AUFGABE:
Gib aus dem Forenthread zum Anschluss der Aquastream an das Aquaero einen Abschnitt wortgetreu aus: Setze bei den Worten „Um das Aquaero“ ein und höre nach „maschine (16. Juni 2009)“ auf.
─── SEITE ───
# Aquastream mit Aquaero verbinden ?



## compgrotte (16. Juni 2009)

Hi Leute, ich habe mir heute eine Aquaero zugelegt und möchte das vernümpftig mit der Aquastream Pumpe (Ultra) verbinden. Die Aquastream Pumpe habe ich mit dem mitgelieferten USB Kabel am MB angeschlossen u über die Aquasuite gesteuert, lief auch alles ohne Probleme.
Um das Aquaero anzuschließen denke ich mir das wie folgt:
Aquastream mit diesem Kabel http://www.caseking.de/shop/catalog/...cm::10403.html (was ich mir auch dazu gekauft habe) ans Aquaero, dann das USB Kabel von der Aquasream entfernen und das USB Kabel von dem Aquaero (Lieferumfang) mit dem MB verbinden.Oder sollte ich beide mit dem MB USB anschließen ? Wie ich aus der Beschreibung (Aquaero) entnehmen konnte, brauche ich nur Strom am Aquaero anlegen u entnehme den Strom an der Pumpe.

Ist das so der richtige weg um die Pumpe und das Aquaero über die Aquasuite zu Steuern ? Oder habe ich etwas vergessen, oder sollte ich etwas anders anschließen.

THX


----------



## maschine (16. Juni 2009)
─── AUSGANGSMATERIAL ───
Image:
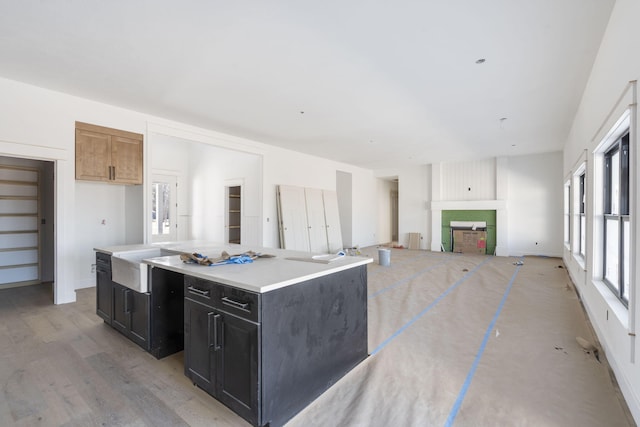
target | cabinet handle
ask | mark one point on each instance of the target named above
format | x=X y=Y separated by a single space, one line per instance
───
LÖSUNG:
Um das Aquaero anzuschließen denke ich mir das wie folgt:
Aquastream mit diesem Kabel http://www.caseking.de/shop/catalog/...cm::10403.html (was ich mir auch dazu gekauft habe) ans Aquaero, dann das USB Kabel von der Aquasream entfernen und das USB Kabel von dem Aquaero (Lieferumfang) mit dem MB verbinden.Oder sollte ich beide mit dem MB USB anschließen ? Wie ich aus der Beschreibung (Aquaero) entnehmen konnte, brauche ich nur Strom am Aquaero anlegen u entnehme den Strom an der Pumpe.

Ist das so der richtige weg um die Pumpe und das Aquaero über die Aquasuite zu Steuern ? Oder habe ich etwas vergessen, oder sollte ich etwas anders anschließen.

THX


----------



## maschine (16. Juni 2009)